> _Task statement_:
Your job is to restate each entry word for word.
(Data supplied)
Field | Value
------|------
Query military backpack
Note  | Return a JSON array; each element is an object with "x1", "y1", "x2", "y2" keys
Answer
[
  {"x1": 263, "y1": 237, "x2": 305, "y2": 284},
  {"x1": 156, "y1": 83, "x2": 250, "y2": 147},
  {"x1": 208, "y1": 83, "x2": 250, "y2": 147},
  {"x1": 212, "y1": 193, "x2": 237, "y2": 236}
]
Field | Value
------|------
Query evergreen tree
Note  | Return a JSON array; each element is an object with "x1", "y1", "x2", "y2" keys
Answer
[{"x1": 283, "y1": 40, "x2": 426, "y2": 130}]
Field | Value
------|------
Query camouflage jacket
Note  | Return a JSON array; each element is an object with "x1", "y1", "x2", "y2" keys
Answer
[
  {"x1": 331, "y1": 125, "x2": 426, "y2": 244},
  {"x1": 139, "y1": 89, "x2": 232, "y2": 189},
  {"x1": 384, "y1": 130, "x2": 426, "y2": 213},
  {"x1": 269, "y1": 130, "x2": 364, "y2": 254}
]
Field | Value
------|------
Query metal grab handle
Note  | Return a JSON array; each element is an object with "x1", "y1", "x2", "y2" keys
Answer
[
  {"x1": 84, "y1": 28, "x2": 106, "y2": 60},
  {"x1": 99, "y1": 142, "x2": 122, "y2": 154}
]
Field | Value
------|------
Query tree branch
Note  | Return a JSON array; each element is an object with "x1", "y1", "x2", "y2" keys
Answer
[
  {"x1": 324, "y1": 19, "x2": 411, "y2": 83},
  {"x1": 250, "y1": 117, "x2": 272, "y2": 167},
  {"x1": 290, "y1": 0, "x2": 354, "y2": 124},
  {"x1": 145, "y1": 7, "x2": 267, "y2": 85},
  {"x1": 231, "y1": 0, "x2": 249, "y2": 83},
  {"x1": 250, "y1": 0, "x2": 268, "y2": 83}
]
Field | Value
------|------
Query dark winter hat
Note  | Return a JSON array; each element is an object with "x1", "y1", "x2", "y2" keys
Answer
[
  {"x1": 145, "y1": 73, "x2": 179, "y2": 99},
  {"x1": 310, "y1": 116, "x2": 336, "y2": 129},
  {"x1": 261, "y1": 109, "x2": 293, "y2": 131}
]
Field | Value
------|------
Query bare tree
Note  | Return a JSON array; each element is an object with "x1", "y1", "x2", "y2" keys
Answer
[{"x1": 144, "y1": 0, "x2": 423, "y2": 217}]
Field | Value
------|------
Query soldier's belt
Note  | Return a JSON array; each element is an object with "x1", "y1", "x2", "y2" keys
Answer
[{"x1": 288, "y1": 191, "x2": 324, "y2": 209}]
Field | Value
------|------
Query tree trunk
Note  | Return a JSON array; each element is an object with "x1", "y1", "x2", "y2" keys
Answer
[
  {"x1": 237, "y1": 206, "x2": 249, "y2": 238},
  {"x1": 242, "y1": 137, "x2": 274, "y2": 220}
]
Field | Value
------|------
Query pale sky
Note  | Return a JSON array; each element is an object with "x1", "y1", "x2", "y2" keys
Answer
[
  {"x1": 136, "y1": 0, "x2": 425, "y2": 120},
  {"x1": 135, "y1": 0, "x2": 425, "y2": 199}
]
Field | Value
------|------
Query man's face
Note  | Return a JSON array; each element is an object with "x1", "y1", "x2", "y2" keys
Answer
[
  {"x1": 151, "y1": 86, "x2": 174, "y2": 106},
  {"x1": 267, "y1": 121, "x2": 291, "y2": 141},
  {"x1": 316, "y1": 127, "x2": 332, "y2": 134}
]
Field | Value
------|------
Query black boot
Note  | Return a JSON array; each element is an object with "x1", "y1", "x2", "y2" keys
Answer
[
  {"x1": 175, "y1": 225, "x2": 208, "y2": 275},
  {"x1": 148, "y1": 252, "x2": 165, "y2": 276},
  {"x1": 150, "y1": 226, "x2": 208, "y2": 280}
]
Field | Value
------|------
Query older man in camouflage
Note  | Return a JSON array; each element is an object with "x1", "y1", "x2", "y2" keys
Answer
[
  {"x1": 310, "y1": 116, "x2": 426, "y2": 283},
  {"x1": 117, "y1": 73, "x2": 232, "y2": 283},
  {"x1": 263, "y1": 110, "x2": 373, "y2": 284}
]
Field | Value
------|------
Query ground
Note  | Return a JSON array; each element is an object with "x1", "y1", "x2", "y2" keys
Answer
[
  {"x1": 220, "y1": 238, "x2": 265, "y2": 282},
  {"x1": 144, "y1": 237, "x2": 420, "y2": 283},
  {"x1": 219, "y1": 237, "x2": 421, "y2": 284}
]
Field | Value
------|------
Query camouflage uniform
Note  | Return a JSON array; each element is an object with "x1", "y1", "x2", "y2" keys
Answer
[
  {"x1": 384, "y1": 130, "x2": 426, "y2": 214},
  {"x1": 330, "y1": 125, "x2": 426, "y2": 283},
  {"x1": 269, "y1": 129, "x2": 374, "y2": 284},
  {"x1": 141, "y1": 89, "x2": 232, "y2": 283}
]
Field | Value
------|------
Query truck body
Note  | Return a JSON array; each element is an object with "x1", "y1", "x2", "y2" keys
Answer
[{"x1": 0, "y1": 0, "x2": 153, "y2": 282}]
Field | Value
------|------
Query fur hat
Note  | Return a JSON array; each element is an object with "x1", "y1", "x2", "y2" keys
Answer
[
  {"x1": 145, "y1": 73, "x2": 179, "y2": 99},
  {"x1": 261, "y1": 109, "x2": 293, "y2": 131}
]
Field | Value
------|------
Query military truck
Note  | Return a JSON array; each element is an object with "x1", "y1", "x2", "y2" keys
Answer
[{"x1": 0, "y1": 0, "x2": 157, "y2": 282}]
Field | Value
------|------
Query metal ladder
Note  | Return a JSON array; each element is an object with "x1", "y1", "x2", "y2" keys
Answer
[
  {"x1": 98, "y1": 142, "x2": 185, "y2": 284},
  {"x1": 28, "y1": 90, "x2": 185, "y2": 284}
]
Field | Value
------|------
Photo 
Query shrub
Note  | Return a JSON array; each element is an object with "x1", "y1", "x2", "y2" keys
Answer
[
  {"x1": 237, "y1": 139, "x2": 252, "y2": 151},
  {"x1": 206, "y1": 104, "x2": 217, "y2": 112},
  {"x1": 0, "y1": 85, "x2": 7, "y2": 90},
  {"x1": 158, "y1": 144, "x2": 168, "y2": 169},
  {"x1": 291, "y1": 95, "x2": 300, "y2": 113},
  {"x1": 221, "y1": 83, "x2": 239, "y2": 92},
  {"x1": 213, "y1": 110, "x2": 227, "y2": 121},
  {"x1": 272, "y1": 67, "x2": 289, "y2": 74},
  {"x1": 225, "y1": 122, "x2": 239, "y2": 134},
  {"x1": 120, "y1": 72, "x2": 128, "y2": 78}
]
(End Data supplied)
> _Task answer_:
Field | Value
------|------
Query military backpack
Note  | Return a JSON array; each element is an object with "x1", "y1", "x2", "y2" keys
Answer
[
  {"x1": 263, "y1": 237, "x2": 305, "y2": 284},
  {"x1": 156, "y1": 83, "x2": 250, "y2": 147},
  {"x1": 208, "y1": 83, "x2": 250, "y2": 147},
  {"x1": 212, "y1": 193, "x2": 237, "y2": 236}
]
Field | Value
------|------
Query evergreen tree
Note  | Return a JSON array; each element is an object with "x1", "y1", "x2", "y2" keys
Answer
[{"x1": 283, "y1": 40, "x2": 426, "y2": 130}]
Field | Value
------|------
Query camouflage jacket
Note  | Return a JSON array; each element is an object with "x1", "y1", "x2", "y2" keys
Answer
[
  {"x1": 331, "y1": 125, "x2": 426, "y2": 244},
  {"x1": 139, "y1": 89, "x2": 232, "y2": 189},
  {"x1": 384, "y1": 130, "x2": 426, "y2": 213},
  {"x1": 269, "y1": 130, "x2": 364, "y2": 254}
]
Field | Value
------|------
Query metal grab handle
Note  | Return a JSON array; each element is an object with "x1", "y1", "x2", "y2" keys
Answer
[
  {"x1": 84, "y1": 28, "x2": 106, "y2": 60},
  {"x1": 99, "y1": 142, "x2": 122, "y2": 154}
]
Field | Value
------|------
Query tree branch
Note  | Return a JSON array; each element is an object with "x1", "y1", "x2", "y2" keys
Answer
[
  {"x1": 324, "y1": 19, "x2": 411, "y2": 83},
  {"x1": 250, "y1": 117, "x2": 272, "y2": 167},
  {"x1": 290, "y1": 0, "x2": 354, "y2": 124},
  {"x1": 145, "y1": 7, "x2": 267, "y2": 85},
  {"x1": 231, "y1": 0, "x2": 249, "y2": 83},
  {"x1": 250, "y1": 0, "x2": 268, "y2": 83}
]
Field | Value
------|------
Query dark winter hat
Note  | Return a JSON array; each element is an object with "x1", "y1", "x2", "y2" keys
Answer
[
  {"x1": 145, "y1": 73, "x2": 179, "y2": 99},
  {"x1": 310, "y1": 116, "x2": 336, "y2": 129},
  {"x1": 261, "y1": 109, "x2": 293, "y2": 131}
]
Field | Value
------|------
Query bare tree
Note  | Return a JSON array; each element is an object with "x1", "y1", "x2", "y2" keys
Answer
[{"x1": 144, "y1": 0, "x2": 423, "y2": 217}]
Field | Value
------|------
Query soldier's belt
Note  | Return a JSON array; each element is an object with "x1", "y1", "x2", "y2" keys
Answer
[{"x1": 288, "y1": 191, "x2": 324, "y2": 209}]
Field | Value
------|------
Query tree trunk
Note  | Return a JSON array; each element is an object with "x1", "y1", "x2", "y2" keys
Answer
[
  {"x1": 237, "y1": 206, "x2": 249, "y2": 238},
  {"x1": 242, "y1": 137, "x2": 274, "y2": 220}
]
Field | Value
------|------
Query pale sky
Note  | Return a JSON array; each element is an object with "x1", "y1", "x2", "y2" keys
Answer
[
  {"x1": 136, "y1": 0, "x2": 425, "y2": 120},
  {"x1": 135, "y1": 0, "x2": 425, "y2": 199}
]
Field | Value
------|------
Query man's face
Note  | Return a JSON array; each element is an object with "x1", "y1", "x2", "y2" keys
Answer
[
  {"x1": 151, "y1": 86, "x2": 174, "y2": 106},
  {"x1": 267, "y1": 121, "x2": 291, "y2": 141},
  {"x1": 316, "y1": 127, "x2": 332, "y2": 134}
]
Field | Value
------|------
Query black boot
Note  | Return a JSON array; each element is an object with "x1", "y1", "x2", "y2" keys
Answer
[
  {"x1": 175, "y1": 225, "x2": 208, "y2": 275},
  {"x1": 148, "y1": 252, "x2": 165, "y2": 276},
  {"x1": 150, "y1": 226, "x2": 208, "y2": 280}
]
Field | Value
------|------
Query older man in camouflage
Note  | Return a JSON array; each element is an object with "x1", "y1", "x2", "y2" keys
Answer
[
  {"x1": 310, "y1": 116, "x2": 426, "y2": 283},
  {"x1": 117, "y1": 73, "x2": 232, "y2": 283},
  {"x1": 263, "y1": 110, "x2": 373, "y2": 284}
]
Field | Value
------|------
Query ground
Note  | Return a JSON array; each element is an object with "x1", "y1", "x2", "y2" keys
Answer
[
  {"x1": 220, "y1": 238, "x2": 265, "y2": 282},
  {"x1": 144, "y1": 237, "x2": 420, "y2": 283},
  {"x1": 219, "y1": 237, "x2": 421, "y2": 284}
]
Field | Value
------|------
Query camouflage uniform
Note  | Return a JSON array; each element is an object with "x1", "y1", "x2", "y2" keys
Answer
[
  {"x1": 384, "y1": 130, "x2": 426, "y2": 214},
  {"x1": 330, "y1": 125, "x2": 426, "y2": 283},
  {"x1": 269, "y1": 129, "x2": 374, "y2": 284},
  {"x1": 141, "y1": 89, "x2": 232, "y2": 283}
]
Field | Value
------|------
Query truck body
Note  | Return a JSON array; each element is an object with "x1", "y1", "x2", "y2" keys
Answer
[{"x1": 0, "y1": 0, "x2": 153, "y2": 282}]
Field | Value
------|------
Query fur hat
Note  | Return a JSON array; each element is an object with "x1", "y1", "x2", "y2" keys
Answer
[
  {"x1": 145, "y1": 73, "x2": 179, "y2": 99},
  {"x1": 261, "y1": 109, "x2": 293, "y2": 131}
]
Field | Value
------|------
Query military truck
Note  | Return a JSON array; each element is an object with "x1", "y1", "x2", "y2" keys
Answer
[{"x1": 0, "y1": 0, "x2": 157, "y2": 282}]
Field | Value
------|------
Query metal ladder
Note  | Return a JSON array; each element is an object with "x1", "y1", "x2", "y2" keys
Answer
[
  {"x1": 98, "y1": 142, "x2": 185, "y2": 284},
  {"x1": 28, "y1": 90, "x2": 185, "y2": 284}
]
Field | Value
------|------
Photo 
Query shrub
Note  | Return a JSON array; each element is an object with "x1", "y1", "x2", "y2" keys
Answer
[
  {"x1": 237, "y1": 139, "x2": 252, "y2": 151},
  {"x1": 206, "y1": 104, "x2": 217, "y2": 112},
  {"x1": 0, "y1": 85, "x2": 7, "y2": 90},
  {"x1": 158, "y1": 144, "x2": 168, "y2": 169},
  {"x1": 291, "y1": 95, "x2": 300, "y2": 113},
  {"x1": 221, "y1": 83, "x2": 239, "y2": 92},
  {"x1": 213, "y1": 110, "x2": 227, "y2": 121},
  {"x1": 272, "y1": 67, "x2": 289, "y2": 74},
  {"x1": 225, "y1": 122, "x2": 239, "y2": 134},
  {"x1": 120, "y1": 72, "x2": 128, "y2": 78}
]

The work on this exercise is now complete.